Call me stupid or naive or even Not Really Christian. But I don’t believe it’s a fantasy to expect Christians to love those with whom we disagree. Really love them. It’s the only way we’ll get past the Big Issues.

When I reacted to the DVD, I was forgetting to love. For that, I am sorry, not only to Pure Luck (who knows it already), but also to God. I’m not doing a very good job of representing when I forget to love. And I really do love the questions themselves, most of the time. That’s what separates us in churches and denominations, a lack of love for the questions, a lack of living the questions.

In the lectionary passage this week, I’m most interested in this:
They went to Capernaum; and when the sabbath came, he entered the synagogue and taught. They were astounded at his teaching, for he taught them as one having authority, and not as the scribes. (Mark 1:21-22, NRSV)

What did that authority sound like? Wasn’t Jesus forever raising questions and leaving us to puzzle out the answers?

I believe he was.

8 thoughts on “Loving the Questions”

  1. I also live with a lovely man who is unsure and may never feel the need to begin a faith journey. For me, like you, it matters not. All I can do is hope that he sees what faith does for me in my life, and want more. I see him struggle with so much and know that if he had faith to rely on, things might make so much more sense to him, but that is up to him. God is patient and always waiting. I’ve put it into His hands. Thanks for sharing your story.

  2. Garrison Keillor tells of the good Lutheran children of Lake Wobegone who go away to college & the Cities & come home athiests. “But, of course, it is a Lutheran God they don’t believe in,” he says. Maybe you & Pure Luck at least disbelieve the same god.
    I used to like the Rilke quote, especially the part about “live along some distant day into the answer”, and the wisdom of growing into understanding.
    But now I’m drifting into the “Question Skepticism” camp, and am as dubious about sanctifying the questioner as such as I am the smug know-it-all corpses who know everything except what matters.
    I know too many who make a virture out of their doubt & question-asking, but not because they really want an answer, but as a dodge to keep them from confronting the Truth (it takes one to know one).
    Jesus promised that if you ask, it’ll be given unto you, seek & you’ll find. So I see no particular virtue in perpetual questioning if you aren’t really looking for an answer.

Collected data entries

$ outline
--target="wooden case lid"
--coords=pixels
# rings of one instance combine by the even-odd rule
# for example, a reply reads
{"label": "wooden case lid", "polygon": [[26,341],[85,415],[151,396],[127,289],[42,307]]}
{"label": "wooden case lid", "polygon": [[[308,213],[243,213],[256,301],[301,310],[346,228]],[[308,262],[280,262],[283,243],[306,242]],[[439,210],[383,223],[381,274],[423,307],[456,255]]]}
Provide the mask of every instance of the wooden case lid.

Exercise instructions -
Extend the "Loving the Questions" text from where it stops, writing in the same voice.

Task output -
  3. Paul, thanks for those thoughts. My love for the questions, I hope, is not an excuse for failing to reach a conclusion, but rather a feeling that our understanding ought to be always unfolding, not reaching a certain point and never varying.
    I think it’s fair to say that the God Pure Luck thinks most Christians believe in is *not* the God in whom I believe.

  4. Often sought and rarely found are the wellsprings of Truth. They are every bit as common as the Holy Grail and just as easy to stumble upon. Is Truth in what you see with your eyes? Can you feel Truth on your skin like sunlight or cup it in your own two hands? Or does Truth enter instead through your ears, carried along on words or perhaps in the notes of music? Is Truth like a fine metal smelted in the fires of thought deep in your mind and then hammered into strong armor and mighty weapons to be wielded in the outer world? Is Truth found in what I feel? Is it hidden there in the dark folds of fear or the warm veils of love? Is it in the bitter draughts of hatred or the radiance of joy? Is Truth in experience or perhaps in the memory of experience? Is it in my memories and experience and thoughts? Is it in yours? Is it perhaps in the thoughts and memories and experiences of others? Is Truth as ephemeral as a mayfly or does it improve with age like a fine wine? And if I hold up my Truth to yours and they do not match where then is Truth and who will judge it? Some people seek for Truth. Some find it unseeking. Some neither seek nor find it. It is not for virtue’s sake nor in the expectation of all answers revelation that I question. I do it because it is my nature to do so. Doubtless it is the nature of others to forgo such a seemingly Sisyphusian stuggle and decide at the last upon Truth. Let those who decide thus build not their mighty fortress too high for like our own earth the stones of Truth have been known to tremble more than once.